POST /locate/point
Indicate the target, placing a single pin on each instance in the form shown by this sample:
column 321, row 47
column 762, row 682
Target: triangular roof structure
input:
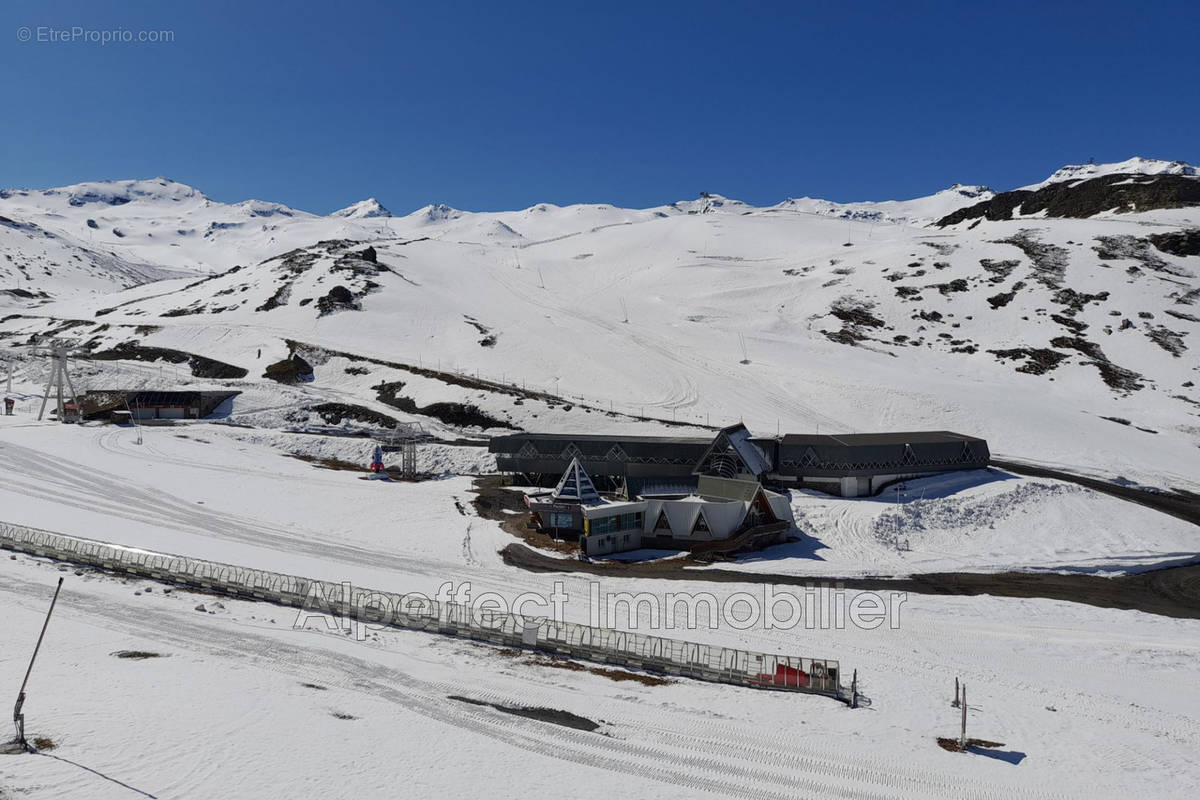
column 731, row 453
column 575, row 485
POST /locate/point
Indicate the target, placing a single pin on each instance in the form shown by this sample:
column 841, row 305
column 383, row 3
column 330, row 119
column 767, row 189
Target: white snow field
column 1085, row 701
column 1065, row 342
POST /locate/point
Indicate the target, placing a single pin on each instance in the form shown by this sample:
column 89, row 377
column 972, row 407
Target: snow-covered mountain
column 1066, row 334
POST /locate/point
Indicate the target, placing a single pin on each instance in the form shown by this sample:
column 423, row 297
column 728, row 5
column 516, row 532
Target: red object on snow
column 786, row 675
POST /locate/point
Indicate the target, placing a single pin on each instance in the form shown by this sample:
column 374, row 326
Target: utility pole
column 18, row 717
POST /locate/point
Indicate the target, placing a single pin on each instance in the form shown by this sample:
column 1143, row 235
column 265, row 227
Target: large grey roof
column 867, row 439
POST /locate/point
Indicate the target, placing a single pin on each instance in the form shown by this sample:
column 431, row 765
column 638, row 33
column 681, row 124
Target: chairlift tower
column 403, row 438
column 59, row 379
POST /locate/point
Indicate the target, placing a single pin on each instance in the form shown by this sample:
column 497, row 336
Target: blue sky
column 503, row 104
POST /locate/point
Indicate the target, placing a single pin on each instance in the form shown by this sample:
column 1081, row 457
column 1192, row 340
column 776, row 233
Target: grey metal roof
column 868, row 439
column 520, row 438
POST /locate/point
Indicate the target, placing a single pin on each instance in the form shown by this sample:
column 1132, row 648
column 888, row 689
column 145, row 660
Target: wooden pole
column 963, row 737
column 17, row 716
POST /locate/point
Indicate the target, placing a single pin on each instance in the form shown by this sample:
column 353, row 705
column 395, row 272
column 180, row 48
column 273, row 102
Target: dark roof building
column 851, row 464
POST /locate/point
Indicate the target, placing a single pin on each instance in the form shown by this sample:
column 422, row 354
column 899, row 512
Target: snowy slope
column 1087, row 702
column 1067, row 341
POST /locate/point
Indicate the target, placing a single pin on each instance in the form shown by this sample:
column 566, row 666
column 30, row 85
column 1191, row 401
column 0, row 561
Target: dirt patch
column 502, row 505
column 137, row 655
column 335, row 413
column 856, row 320
column 555, row 716
column 1168, row 340
column 575, row 666
column 199, row 365
column 951, row 744
column 1117, row 378
column 456, row 414
column 393, row 473
column 1049, row 260
column 1038, row 361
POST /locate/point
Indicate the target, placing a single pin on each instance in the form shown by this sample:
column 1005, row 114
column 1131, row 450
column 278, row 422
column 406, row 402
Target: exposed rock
column 1086, row 198
column 292, row 370
column 1182, row 242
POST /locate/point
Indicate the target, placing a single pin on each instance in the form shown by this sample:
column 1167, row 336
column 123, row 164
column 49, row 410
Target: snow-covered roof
column 575, row 485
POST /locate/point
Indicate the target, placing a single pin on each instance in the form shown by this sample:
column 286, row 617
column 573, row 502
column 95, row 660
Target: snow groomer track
column 417, row 612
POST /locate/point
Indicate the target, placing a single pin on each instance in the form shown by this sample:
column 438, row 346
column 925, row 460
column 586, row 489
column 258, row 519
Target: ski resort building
column 720, row 515
column 856, row 464
column 151, row 404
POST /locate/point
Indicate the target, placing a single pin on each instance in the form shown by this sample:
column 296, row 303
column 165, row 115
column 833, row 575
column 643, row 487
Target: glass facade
column 616, row 523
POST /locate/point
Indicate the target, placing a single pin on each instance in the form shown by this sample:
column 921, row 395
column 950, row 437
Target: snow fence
column 419, row 613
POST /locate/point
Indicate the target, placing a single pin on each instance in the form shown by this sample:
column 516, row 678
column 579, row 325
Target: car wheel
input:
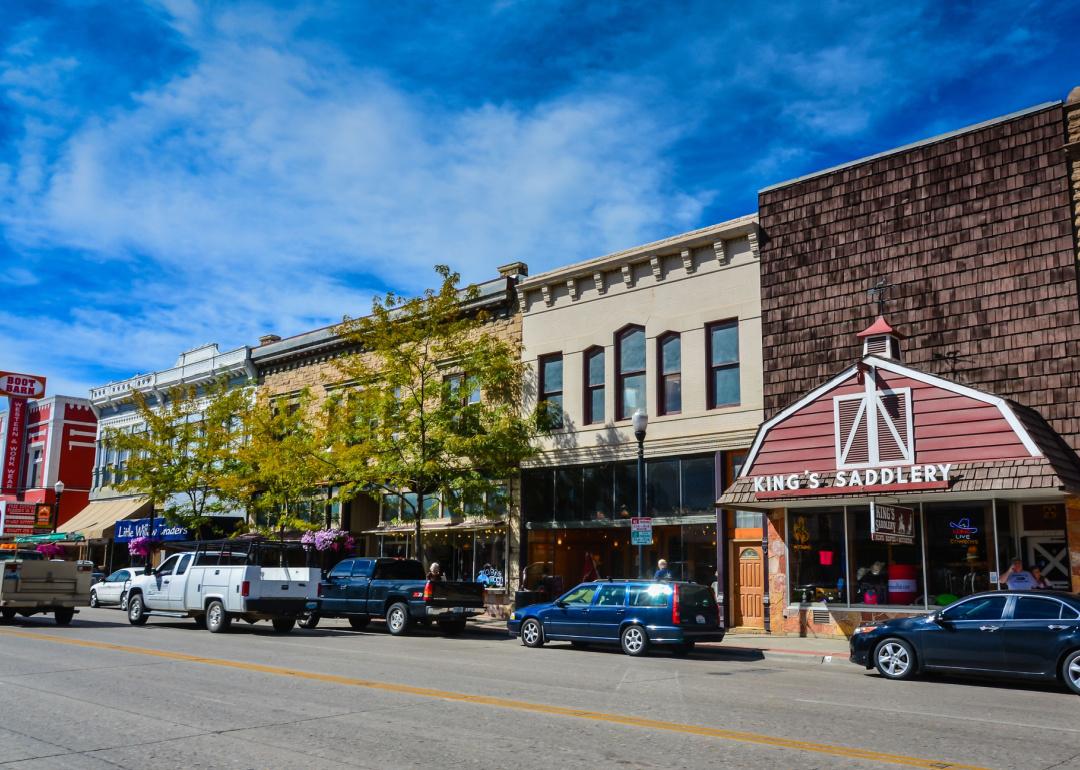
column 136, row 610
column 451, row 627
column 894, row 659
column 217, row 620
column 397, row 619
column 635, row 642
column 64, row 616
column 1070, row 671
column 283, row 625
column 531, row 633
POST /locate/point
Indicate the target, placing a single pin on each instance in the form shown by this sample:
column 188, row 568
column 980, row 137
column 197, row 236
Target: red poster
column 13, row 444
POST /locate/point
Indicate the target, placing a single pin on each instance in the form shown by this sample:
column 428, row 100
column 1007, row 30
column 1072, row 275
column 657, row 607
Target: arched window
column 669, row 374
column 594, row 386
column 630, row 366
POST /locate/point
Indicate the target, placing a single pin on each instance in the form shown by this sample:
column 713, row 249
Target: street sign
column 640, row 531
column 15, row 386
column 16, row 517
column 892, row 524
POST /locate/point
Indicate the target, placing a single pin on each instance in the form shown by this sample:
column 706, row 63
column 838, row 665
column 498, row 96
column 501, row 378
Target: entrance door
column 748, row 610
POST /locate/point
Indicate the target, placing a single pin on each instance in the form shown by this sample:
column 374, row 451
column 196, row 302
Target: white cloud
column 256, row 188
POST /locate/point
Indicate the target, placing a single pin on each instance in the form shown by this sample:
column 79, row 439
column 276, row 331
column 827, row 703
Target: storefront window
column 661, row 489
column 958, row 553
column 817, row 555
column 883, row 573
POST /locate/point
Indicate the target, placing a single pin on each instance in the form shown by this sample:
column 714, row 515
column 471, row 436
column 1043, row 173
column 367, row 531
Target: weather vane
column 877, row 293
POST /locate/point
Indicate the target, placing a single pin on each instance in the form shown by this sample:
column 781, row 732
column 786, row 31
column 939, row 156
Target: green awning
column 51, row 538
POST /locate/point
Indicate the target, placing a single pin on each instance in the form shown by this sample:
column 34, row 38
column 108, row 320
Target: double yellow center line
column 741, row 737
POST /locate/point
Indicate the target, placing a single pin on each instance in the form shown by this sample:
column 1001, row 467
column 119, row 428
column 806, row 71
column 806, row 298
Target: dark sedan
column 1027, row 634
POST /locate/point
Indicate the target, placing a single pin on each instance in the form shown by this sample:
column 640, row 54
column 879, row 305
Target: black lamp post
column 58, row 488
column 640, row 421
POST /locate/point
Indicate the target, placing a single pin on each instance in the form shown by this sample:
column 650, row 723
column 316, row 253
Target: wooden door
column 748, row 610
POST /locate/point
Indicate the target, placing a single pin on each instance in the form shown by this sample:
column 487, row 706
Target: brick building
column 972, row 238
column 461, row 543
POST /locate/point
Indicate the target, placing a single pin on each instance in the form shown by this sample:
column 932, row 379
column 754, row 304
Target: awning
column 96, row 521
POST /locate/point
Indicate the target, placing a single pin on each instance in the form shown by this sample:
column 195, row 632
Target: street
column 104, row 694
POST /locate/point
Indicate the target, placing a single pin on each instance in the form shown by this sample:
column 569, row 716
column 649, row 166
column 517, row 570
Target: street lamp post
column 58, row 488
column 640, row 421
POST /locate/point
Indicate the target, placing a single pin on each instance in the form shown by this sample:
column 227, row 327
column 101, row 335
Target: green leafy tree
column 435, row 400
column 181, row 451
column 280, row 462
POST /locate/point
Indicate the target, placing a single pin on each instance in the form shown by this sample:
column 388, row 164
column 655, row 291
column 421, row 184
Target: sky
column 175, row 173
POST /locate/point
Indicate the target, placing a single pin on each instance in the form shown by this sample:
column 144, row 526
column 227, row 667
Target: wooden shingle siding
column 973, row 230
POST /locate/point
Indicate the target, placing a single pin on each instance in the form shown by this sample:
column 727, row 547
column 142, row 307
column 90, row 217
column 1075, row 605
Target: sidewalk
column 750, row 645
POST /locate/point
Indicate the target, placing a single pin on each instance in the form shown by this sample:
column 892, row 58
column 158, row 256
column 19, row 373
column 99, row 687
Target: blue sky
column 174, row 172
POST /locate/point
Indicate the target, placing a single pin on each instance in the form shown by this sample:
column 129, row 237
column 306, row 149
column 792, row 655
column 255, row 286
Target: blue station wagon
column 633, row 613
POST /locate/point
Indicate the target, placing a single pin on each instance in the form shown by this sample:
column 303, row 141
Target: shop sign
column 892, row 524
column 908, row 477
column 16, row 517
column 13, row 444
column 15, row 386
column 640, row 531
column 127, row 529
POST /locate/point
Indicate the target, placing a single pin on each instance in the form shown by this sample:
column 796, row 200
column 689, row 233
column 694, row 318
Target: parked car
column 32, row 584
column 397, row 590
column 634, row 613
column 218, row 582
column 1027, row 634
column 113, row 589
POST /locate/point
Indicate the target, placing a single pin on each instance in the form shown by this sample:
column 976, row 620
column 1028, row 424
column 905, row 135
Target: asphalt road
column 104, row 694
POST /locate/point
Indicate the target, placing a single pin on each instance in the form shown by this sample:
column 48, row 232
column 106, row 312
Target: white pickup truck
column 31, row 584
column 218, row 582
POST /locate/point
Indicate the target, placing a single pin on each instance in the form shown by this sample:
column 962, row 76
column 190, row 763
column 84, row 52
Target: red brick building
column 57, row 445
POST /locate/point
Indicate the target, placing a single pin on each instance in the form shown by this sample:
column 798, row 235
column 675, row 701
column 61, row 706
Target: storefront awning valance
column 96, row 521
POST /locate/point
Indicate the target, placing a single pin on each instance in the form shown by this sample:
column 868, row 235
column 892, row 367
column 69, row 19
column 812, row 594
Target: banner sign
column 13, row 444
column 127, row 529
column 892, row 524
column 15, row 386
column 640, row 531
column 17, row 517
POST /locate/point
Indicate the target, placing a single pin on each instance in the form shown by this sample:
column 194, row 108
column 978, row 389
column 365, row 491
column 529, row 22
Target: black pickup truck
column 395, row 589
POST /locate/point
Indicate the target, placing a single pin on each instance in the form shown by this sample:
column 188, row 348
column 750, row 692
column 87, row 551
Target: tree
column 180, row 453
column 280, row 461
column 434, row 404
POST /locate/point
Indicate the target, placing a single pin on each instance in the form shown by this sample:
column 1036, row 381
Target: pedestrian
column 1040, row 582
column 1016, row 578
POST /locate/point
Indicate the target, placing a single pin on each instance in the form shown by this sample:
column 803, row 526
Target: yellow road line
column 763, row 740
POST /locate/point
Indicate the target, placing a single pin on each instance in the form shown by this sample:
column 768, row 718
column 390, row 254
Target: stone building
column 671, row 328
column 462, row 544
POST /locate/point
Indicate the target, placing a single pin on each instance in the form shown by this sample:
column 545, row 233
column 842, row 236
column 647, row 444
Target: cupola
column 880, row 339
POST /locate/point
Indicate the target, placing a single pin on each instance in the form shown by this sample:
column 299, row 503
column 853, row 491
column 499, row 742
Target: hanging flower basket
column 336, row 540
column 52, row 551
column 142, row 546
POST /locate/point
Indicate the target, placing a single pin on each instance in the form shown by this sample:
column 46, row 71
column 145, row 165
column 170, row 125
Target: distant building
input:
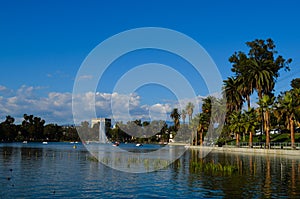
column 104, row 125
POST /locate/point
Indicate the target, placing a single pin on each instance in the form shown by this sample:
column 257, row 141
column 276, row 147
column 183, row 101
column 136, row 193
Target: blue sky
column 43, row 44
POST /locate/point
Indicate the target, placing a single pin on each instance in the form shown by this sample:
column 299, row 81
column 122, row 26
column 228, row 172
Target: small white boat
column 116, row 144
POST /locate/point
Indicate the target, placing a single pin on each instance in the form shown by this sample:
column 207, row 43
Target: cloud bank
column 56, row 107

# # # # #

> [To do]:
Reproduce the items verbatim, beginning at the first line and continuing through the line containing "column 786, row 675", with both ends included. Omit the pictures from your reproduction.

> [Expected answer]:
POST /locate/point
Indicate the target, placing a single pin on each instance in the form shown by this sample:
column 321, row 47
column 762, row 682
Target: triangular roof structure
input:
column 731, row 453
column 575, row 485
POST /locate/point
Indicate the target, placing a single pin on each instance in the form shown by this sample:
column 841, row 305
column 383, row 3
column 330, row 119
column 767, row 189
Target: white snow field
column 1085, row 701
column 1065, row 342
POST /locate/point
Indicate the target, placing a single pin on each instance in the form shown by this sample:
column 89, row 377
column 972, row 407
Target: snow-covered mountain
column 1066, row 334
POST /locate/point
Indicate the target, placing a single pin on each instance in the form shown by this sample:
column 423, row 297
column 728, row 5
column 516, row 532
Target: red object on snow
column 786, row 675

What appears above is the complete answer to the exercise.